* [Passage]:
---+---

The news cycle is loud, but we need to hear those who can’t shout
SAN DIEGO- Summoned by an old-fashioned, hand-rung school bell, 630 uniformed seventh- and eighth-graders line up at the chain-link gates to the interior campus of a college preparatory junior high school in San Diego. Separate lines form for boys and girls, boys on the left. Posted just inside the gates are school director Vince Riveroll and science teacher Rob Charleton.
With genuine smiles, Riveroll and Charleton shake each student's hand and greet him or her by name. There are also friendly reminders:
"OK, no 'sagging,'" Charleton says to one boy, who grins sheepishly and pulls up his khaki pants.
"Get rid of the gum," says Riveroll to a girl wearing a skirt of tartan plaid. She cheerfully complies.
None of this might seem remarkable at a San Diego County private school, or even a public one in a moneyed enclave like Rancho Santa Fe or Del Mar. But the idyllic academic scene on this bright Wednesday in June is unfolding at Gompers Charter Middle School (GCMS), a public institution in Chollas View, one of the most gang-infested and crime--ravaged neighborhoods in the county.
Not only that, but just three years ago, Gompers was widely viewed not as a school, but as what one parent called "a prelude to prison."

---+---

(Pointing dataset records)
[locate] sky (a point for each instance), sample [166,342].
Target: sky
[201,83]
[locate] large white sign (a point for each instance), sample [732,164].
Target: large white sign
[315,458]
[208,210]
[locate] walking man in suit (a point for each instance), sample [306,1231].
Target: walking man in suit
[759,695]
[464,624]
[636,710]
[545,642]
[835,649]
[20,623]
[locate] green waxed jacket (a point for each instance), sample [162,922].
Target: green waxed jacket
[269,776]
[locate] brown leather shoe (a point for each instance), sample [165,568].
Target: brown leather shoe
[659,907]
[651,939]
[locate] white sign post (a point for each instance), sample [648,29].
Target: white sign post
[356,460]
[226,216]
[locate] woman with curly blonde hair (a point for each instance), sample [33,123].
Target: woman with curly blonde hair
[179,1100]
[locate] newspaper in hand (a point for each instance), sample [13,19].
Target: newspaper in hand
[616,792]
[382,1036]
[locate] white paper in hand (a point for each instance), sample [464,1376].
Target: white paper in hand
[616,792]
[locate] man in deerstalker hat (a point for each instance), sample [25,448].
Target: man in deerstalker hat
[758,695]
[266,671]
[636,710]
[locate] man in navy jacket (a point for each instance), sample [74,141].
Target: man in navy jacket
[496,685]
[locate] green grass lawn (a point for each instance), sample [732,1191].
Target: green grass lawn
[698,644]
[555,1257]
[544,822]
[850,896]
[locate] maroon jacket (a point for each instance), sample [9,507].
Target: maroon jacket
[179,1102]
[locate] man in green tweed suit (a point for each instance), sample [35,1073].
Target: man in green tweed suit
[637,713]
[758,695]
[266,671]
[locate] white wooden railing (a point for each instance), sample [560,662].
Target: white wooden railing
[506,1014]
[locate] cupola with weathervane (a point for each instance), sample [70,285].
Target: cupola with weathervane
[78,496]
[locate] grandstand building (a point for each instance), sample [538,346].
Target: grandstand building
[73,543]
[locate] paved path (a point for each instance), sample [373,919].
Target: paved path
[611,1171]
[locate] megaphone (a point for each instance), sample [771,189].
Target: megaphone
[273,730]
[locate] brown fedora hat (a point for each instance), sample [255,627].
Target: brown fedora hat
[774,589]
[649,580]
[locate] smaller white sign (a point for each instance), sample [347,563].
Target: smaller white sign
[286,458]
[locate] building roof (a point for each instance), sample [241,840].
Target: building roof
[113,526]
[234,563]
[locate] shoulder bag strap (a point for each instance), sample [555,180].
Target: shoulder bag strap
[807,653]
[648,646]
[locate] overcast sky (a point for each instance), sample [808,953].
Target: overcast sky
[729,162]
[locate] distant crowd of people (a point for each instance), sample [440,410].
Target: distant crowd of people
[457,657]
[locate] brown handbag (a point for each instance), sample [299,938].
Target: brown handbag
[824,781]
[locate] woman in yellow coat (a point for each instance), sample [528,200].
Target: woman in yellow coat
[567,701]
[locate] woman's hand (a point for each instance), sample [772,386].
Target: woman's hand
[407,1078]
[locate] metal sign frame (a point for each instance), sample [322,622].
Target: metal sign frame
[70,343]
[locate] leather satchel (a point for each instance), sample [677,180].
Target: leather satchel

---+---

* [Instructions for the task]: Copy the article on Gompers Charter Middle School from "None of this" up to and including "in the county.", switching "Wednesday" to "Thursday".

* [Worked answer]:
None of this might seem remarkable at a San Diego County private school, or even a public one in a moneyed enclave like Rancho Santa Fe or Del Mar. But the idyllic academic scene on this bright Thursday in June is unfolding at Gompers Charter Middle School (GCMS), a public institution in Chollas View, one of the most gang-infested and crime--ravaged neighborhoods in the county.